Source excerpt:
Discover how EMC issues can occur at the PCB level and by using simple layout techniques these can be resolved.

Electromagnetic Interference (EMI) is a significant issue in modern electronic circuits. Problems with electromagnetic compatibility (EMC) in the printed circuit board (PCB) design are often responsible for re-design cycles. While it is impossible to eliminate EMI, we can make our PCB design less vulnerable to EMI [1].

1) Potential EMI sources

At the PCB level, various potential sources of interference can cause multiple potential threats/effects. Some of these include conducted & radiated EM emission and electrostatic discharge (ESD). Conducted disturbance enters the system through power input lines and cables. In contrast, radiated disturbance happens due to EM waves from power & communication lines and switching devices. It propagates through electronic devices and traces through the air to interfere with other electronic systems [2]. On the other hand, ESD happens when there is an accumulation of positive or negative charges on insulators or unconnected conductors. This can damage the PCB and any electronic component soldered on the PCB [3].

Fig. 1 shows all the potential noise sources that can affect the PCB. The ribbon cable on a PCB connector can form an arm of a dipole, creating a parasitic antenna. Current and voltage peaks occurring during switching process of the active components in power supply can lead to excitation of this parasitic antenna, thus resulting in rise in the radiation pattern. Furthermore, the traces connecting the two ICs on the PCBs are connected with several 90 ° degree angles. If the ICs are switching at high frequencies, this arrangement can lead to ringing and crosstalk, thus, deteriorating the EMC performance.

Raw data:
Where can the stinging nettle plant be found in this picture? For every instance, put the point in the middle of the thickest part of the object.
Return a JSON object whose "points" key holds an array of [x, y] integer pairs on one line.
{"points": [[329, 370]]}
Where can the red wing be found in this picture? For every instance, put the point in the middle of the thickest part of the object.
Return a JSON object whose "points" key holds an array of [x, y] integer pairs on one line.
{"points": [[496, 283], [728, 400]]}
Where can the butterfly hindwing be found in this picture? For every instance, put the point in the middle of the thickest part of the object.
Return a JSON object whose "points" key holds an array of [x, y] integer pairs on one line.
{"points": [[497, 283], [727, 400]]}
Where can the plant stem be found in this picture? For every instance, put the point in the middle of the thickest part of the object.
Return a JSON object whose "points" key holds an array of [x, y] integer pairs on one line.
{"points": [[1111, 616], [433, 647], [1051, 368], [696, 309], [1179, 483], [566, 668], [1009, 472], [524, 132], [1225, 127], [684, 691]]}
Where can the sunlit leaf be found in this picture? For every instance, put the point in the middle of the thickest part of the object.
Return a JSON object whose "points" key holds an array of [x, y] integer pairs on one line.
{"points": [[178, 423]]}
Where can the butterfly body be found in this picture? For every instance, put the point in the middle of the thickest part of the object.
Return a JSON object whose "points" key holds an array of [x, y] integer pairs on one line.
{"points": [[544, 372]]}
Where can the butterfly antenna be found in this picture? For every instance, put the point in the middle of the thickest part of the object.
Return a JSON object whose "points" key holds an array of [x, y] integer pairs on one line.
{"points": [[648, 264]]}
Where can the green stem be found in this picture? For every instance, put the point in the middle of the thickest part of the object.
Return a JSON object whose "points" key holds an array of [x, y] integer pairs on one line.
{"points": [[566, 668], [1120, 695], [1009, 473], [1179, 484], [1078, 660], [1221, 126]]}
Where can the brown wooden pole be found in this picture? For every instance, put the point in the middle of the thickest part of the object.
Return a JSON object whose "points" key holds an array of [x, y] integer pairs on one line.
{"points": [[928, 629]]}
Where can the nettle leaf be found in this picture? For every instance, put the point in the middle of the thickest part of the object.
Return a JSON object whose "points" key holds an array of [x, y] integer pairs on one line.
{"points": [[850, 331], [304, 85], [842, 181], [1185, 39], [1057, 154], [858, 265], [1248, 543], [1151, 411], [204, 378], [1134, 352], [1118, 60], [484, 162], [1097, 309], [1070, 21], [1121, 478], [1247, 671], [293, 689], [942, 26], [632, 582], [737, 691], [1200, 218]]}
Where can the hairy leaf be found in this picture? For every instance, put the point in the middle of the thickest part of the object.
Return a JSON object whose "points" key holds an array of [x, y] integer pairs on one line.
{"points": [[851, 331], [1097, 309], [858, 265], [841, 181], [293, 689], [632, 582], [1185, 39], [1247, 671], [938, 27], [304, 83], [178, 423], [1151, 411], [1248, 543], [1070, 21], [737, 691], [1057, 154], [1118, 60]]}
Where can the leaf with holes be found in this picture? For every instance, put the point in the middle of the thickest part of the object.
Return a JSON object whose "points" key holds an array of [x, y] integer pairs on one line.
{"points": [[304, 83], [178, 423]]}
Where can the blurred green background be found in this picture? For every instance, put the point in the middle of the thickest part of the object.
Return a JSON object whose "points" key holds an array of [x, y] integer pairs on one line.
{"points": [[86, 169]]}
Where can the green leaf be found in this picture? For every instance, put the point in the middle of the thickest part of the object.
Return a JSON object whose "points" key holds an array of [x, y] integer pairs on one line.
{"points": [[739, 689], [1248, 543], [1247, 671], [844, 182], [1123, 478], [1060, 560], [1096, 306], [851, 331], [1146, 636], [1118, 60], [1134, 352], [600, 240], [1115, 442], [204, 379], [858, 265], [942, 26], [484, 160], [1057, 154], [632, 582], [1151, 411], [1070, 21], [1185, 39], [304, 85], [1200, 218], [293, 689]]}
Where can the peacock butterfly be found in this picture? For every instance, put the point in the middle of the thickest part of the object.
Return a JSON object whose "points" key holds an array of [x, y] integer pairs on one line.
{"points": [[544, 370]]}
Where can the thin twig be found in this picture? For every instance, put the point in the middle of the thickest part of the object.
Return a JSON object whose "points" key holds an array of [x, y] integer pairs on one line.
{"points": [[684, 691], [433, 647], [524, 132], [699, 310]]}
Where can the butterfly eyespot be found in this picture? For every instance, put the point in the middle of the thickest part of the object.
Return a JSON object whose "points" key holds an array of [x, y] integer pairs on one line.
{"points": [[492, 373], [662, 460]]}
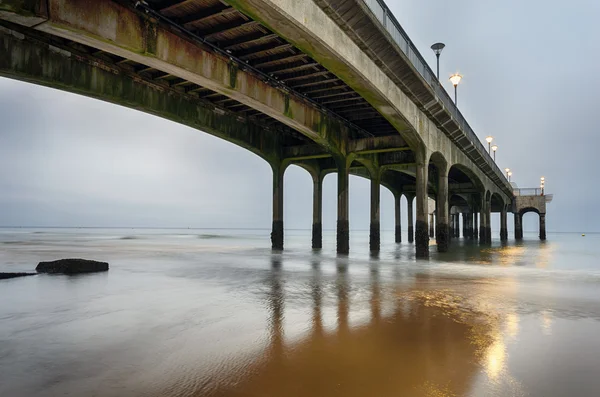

Exercise A: Translate this sentence from the text on PCB interference into Spanish: "Conducted disturbance enters the system through power input lines and cables."
Exercise B: Give the lines of the records starting at the line that contains "Where can the peacock" and ending at the end of the records as a Markdown table with the columns No. and Line, numbering the rows and omitting the picture and any blank lines.
The records have no connection to the text on PCB interference.

Exercise answer A: La perturbación conducida entra en el sistema a través de las líneas de entrada de alimentación y los cables.

Exercise answer B:
| No. | Line |
|---|---|
| 1 | Where can the peacock butterfly be found in this picture? For every instance, put the point in the middle of the thickest part of the object. |
| 2 | Return a JSON object whose "points" key holds an array of [x, y] integer pairs on one line. |
| 3 | {"points": [[544, 370]]} |
| 4 | Where can the thin twig be found in this picture? For every instance, put the point in the middle of the thickest part of the object. |
| 5 | Return a JSON object whose "points" key holds an array of [x, y] integer pairs on one line. |
| 6 | {"points": [[684, 691], [433, 647], [524, 132], [699, 310]]} |
| 7 | Where can the butterfly eyespot be found in this picture? For every instance, put the point in the middle of the thickest part of the object. |
| 8 | Return a JSON object whose "points" key holds an array of [x, y] integer pairs on one line. |
| 9 | {"points": [[492, 373], [662, 460]]} |